*** Block opens ***

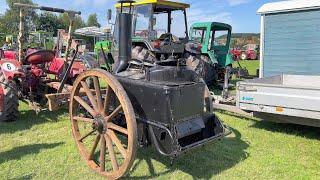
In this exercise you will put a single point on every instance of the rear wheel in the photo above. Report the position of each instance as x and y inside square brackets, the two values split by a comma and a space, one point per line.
[144, 55]
[201, 65]
[103, 124]
[243, 56]
[9, 100]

*** Block closes ***

(PROMPT) A verbatim copy of the material is needed; pictures are not to appear in it.

(WORKED SOLUTION)
In this exercise you will put a single point on every instance of the rear wheel in the photo above. Report the position of each instance as x and y inside square brackets, the two values split by a comma and a space, one point per line.
[144, 55]
[201, 65]
[103, 124]
[243, 56]
[9, 100]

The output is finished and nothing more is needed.